What is needed » In the passage on language functions, what term is used for using language to explore and reflect upon itself?

Text provided »
Nor is it restricted to poetry proper. Advertising, for example,
employs language as much in its aesthetic function as in its conative.
Another important, if sometimes overlooked, function is the use of
language to explore and reflect upon itself, known as the metalinguistic
function. A surprising amount of everyday discourse turns out to be
metalinguistic – from the television interviewer’s, ‘Is what you’re saying
then Prime Minister . . . ?’, to someone in an argument complaining,
‘That doesn’t make sense’. Grammar books and dictionaries, of
course, rely heavily on the metalinguistic function, as does a book
such as this, especially at those moments when it supplies definitions
of terms.

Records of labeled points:

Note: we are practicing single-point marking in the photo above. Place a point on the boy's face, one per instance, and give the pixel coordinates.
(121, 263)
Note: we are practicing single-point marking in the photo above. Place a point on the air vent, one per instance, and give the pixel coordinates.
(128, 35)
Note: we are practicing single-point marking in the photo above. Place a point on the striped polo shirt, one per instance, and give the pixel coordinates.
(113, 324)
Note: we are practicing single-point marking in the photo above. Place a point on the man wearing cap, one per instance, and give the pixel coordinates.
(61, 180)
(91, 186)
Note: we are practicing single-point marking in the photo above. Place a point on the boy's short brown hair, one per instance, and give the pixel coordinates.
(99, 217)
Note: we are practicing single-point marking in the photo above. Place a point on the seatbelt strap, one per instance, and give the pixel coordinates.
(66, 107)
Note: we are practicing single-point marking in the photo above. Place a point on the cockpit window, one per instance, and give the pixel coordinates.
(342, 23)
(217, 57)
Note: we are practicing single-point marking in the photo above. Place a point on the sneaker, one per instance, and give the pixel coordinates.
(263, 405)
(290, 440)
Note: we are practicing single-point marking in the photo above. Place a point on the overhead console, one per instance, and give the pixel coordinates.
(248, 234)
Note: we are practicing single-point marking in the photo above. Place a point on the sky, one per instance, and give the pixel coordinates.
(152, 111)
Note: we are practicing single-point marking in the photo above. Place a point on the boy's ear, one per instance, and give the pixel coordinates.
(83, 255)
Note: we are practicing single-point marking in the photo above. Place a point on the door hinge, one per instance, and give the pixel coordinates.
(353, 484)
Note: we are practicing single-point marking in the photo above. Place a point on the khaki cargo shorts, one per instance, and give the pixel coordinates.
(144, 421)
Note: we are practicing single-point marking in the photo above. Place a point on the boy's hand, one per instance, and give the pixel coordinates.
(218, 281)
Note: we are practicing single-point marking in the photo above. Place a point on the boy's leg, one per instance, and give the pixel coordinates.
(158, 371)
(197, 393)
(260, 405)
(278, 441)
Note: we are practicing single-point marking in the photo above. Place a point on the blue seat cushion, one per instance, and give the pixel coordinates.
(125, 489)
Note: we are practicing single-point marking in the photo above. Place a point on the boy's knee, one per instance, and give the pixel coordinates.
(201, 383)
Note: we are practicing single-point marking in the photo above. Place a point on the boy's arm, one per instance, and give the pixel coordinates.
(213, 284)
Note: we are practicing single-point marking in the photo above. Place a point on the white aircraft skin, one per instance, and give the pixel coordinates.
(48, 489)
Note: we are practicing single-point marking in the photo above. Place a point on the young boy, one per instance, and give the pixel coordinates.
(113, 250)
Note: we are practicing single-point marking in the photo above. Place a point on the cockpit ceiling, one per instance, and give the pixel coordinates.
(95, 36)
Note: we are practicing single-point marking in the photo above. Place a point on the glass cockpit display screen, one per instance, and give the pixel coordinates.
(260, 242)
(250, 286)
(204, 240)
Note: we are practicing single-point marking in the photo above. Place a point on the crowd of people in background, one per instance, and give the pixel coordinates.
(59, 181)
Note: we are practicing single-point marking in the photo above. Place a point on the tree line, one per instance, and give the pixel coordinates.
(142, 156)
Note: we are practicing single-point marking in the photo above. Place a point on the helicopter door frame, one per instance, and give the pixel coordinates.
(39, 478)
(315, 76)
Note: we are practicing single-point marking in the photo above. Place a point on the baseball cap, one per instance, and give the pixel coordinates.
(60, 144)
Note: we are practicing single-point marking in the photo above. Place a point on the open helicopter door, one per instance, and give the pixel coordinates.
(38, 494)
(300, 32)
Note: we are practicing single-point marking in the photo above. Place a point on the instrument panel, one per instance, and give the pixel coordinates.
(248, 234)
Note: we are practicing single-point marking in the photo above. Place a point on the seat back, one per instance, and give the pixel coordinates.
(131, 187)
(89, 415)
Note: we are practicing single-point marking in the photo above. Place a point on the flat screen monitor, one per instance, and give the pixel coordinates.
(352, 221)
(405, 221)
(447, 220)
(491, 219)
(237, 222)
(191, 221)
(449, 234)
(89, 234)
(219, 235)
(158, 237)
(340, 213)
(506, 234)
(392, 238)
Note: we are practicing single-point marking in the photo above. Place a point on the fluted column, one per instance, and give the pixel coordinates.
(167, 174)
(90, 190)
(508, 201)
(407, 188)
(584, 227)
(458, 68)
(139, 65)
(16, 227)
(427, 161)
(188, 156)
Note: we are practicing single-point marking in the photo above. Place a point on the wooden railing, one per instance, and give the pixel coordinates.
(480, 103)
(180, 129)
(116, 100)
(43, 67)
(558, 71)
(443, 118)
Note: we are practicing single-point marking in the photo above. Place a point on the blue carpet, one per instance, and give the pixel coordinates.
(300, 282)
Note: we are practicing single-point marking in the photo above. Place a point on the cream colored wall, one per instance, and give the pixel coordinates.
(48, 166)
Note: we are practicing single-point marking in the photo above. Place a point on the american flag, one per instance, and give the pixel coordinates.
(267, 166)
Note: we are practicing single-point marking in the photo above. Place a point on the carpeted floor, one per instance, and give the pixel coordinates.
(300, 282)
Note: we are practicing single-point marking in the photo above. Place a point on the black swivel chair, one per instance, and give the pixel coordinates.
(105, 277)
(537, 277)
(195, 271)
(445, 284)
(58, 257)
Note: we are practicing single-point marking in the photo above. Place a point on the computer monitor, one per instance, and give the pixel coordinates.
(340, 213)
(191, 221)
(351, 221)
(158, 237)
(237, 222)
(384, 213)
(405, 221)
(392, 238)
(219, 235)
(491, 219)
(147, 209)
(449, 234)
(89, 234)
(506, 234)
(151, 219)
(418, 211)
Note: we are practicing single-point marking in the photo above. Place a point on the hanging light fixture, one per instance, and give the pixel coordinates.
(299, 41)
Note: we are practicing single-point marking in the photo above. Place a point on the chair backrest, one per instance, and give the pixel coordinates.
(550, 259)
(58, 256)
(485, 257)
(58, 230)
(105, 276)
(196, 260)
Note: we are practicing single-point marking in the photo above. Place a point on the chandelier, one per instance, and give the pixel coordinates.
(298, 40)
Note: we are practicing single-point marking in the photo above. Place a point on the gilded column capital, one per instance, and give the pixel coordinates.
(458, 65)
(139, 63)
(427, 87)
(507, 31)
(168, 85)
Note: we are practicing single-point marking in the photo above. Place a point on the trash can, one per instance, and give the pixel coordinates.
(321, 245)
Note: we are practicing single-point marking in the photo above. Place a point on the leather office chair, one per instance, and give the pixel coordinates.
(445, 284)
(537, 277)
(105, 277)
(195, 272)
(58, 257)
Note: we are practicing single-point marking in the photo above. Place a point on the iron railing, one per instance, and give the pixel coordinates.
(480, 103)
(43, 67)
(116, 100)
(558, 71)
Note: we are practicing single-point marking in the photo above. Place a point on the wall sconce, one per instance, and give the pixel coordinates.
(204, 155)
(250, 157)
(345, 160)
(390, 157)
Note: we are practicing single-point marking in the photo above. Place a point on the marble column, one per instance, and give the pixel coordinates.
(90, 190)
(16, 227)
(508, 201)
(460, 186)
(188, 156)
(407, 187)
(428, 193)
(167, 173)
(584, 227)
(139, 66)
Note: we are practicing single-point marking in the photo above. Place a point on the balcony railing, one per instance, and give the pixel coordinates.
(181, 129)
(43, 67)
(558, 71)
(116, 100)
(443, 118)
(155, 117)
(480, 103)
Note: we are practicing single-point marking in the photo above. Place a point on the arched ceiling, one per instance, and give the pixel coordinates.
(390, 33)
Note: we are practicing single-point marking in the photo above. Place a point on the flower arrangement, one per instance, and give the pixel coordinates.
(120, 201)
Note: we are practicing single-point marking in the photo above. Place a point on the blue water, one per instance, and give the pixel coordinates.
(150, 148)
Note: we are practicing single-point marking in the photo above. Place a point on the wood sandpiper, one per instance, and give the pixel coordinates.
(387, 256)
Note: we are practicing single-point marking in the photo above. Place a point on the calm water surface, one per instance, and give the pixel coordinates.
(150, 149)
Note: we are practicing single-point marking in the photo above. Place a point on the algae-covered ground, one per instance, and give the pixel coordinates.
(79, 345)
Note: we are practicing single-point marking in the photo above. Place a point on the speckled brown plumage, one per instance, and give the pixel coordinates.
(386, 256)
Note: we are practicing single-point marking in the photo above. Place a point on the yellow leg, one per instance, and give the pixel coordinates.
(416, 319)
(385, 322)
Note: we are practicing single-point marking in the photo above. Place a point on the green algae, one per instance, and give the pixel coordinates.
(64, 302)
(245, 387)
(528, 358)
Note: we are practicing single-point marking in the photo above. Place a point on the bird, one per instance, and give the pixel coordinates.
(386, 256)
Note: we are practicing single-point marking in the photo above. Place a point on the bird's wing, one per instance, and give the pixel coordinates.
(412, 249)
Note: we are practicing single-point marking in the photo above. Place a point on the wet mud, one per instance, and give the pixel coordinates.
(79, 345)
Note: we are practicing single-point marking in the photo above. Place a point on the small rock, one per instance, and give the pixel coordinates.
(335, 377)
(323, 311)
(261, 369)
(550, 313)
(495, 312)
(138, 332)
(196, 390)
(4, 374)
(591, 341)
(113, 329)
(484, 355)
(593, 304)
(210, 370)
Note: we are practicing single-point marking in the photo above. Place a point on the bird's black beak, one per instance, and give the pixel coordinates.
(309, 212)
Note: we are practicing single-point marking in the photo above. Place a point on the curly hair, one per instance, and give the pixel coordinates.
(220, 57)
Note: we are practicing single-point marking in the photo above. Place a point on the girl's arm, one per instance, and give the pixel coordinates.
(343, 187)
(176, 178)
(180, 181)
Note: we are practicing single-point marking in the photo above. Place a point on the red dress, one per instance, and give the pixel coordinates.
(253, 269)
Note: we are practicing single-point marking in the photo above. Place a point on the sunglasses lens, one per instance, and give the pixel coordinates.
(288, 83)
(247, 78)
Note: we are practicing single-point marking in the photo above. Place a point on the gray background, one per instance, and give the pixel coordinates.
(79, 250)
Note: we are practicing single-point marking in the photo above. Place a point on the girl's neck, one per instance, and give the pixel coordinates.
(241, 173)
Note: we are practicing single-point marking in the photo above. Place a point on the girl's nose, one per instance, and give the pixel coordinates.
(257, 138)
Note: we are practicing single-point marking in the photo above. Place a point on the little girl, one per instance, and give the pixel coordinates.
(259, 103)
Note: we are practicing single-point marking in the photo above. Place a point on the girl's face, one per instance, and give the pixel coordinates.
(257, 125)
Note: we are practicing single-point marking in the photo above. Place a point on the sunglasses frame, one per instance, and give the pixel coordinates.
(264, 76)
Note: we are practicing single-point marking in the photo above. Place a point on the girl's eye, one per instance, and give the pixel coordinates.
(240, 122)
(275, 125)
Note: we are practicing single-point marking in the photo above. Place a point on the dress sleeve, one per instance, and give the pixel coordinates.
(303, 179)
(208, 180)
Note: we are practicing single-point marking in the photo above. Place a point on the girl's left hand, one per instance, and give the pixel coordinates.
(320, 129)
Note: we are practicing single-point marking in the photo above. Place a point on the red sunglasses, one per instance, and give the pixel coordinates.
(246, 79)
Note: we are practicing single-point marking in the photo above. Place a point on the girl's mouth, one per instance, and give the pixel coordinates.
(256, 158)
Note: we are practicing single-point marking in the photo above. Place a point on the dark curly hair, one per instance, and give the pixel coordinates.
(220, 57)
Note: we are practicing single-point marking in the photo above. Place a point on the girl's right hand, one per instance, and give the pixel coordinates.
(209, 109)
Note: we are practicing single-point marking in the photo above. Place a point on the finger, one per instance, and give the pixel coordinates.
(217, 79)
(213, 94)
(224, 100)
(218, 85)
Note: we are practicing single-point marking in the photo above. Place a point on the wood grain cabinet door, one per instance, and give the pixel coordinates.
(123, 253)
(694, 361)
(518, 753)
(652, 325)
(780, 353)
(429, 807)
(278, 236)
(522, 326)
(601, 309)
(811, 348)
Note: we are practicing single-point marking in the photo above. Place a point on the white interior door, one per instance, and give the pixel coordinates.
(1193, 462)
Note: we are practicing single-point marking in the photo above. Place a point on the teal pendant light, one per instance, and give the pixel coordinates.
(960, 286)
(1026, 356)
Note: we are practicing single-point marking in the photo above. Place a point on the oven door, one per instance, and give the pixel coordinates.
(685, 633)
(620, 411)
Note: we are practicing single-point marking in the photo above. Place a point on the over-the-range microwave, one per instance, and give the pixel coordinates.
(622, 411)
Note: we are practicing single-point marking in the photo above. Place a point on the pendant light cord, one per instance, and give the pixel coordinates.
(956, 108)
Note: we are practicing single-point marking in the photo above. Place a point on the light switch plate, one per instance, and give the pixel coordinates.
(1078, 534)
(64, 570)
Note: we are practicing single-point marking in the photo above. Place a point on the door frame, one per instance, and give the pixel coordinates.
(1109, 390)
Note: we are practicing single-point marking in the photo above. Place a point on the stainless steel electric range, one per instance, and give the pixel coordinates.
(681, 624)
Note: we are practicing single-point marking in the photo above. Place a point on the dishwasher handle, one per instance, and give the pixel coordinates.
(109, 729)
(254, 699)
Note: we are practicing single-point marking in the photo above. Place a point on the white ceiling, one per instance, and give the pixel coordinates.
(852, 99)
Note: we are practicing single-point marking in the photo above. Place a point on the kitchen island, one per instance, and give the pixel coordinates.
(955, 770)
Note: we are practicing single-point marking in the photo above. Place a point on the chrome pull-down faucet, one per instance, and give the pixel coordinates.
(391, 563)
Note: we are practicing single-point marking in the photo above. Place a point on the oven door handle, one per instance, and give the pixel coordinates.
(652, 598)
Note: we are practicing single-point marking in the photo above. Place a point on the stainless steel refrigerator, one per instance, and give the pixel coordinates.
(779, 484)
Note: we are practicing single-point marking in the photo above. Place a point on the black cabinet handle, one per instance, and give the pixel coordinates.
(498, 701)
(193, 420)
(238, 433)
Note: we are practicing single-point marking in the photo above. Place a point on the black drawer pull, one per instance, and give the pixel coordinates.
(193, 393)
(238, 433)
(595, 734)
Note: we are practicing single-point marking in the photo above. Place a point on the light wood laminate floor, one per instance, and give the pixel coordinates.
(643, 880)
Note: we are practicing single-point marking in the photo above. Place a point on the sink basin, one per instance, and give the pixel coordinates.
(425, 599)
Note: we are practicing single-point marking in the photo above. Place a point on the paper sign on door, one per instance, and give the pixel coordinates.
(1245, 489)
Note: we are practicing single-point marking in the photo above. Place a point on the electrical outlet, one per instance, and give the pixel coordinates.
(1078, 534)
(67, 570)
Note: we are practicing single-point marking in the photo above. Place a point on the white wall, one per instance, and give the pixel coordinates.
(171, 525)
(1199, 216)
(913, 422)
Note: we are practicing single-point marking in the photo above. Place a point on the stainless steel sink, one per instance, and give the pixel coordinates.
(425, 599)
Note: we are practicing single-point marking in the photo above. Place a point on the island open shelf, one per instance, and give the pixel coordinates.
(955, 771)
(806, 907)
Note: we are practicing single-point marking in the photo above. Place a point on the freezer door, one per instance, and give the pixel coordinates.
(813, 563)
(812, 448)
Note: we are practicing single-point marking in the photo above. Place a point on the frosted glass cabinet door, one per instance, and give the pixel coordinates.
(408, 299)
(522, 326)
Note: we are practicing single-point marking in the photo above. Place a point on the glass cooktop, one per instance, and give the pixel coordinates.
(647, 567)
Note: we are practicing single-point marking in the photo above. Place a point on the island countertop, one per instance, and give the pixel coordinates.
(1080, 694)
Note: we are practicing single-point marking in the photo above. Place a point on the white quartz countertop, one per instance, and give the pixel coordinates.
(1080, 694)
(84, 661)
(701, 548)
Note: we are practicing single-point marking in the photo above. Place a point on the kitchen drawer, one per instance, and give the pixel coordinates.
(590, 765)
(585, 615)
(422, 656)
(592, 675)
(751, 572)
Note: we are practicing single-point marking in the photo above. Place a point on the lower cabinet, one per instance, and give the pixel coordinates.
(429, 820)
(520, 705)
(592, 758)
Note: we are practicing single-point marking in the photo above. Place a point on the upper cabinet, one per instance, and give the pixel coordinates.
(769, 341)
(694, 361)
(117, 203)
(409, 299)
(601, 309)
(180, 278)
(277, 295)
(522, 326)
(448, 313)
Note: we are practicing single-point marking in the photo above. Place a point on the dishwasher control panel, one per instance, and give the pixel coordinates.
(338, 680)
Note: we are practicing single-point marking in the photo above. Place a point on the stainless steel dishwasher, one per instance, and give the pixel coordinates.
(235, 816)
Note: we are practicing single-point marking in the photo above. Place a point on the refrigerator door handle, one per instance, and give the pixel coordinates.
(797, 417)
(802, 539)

Answer for this exercise » The metalinguistic function.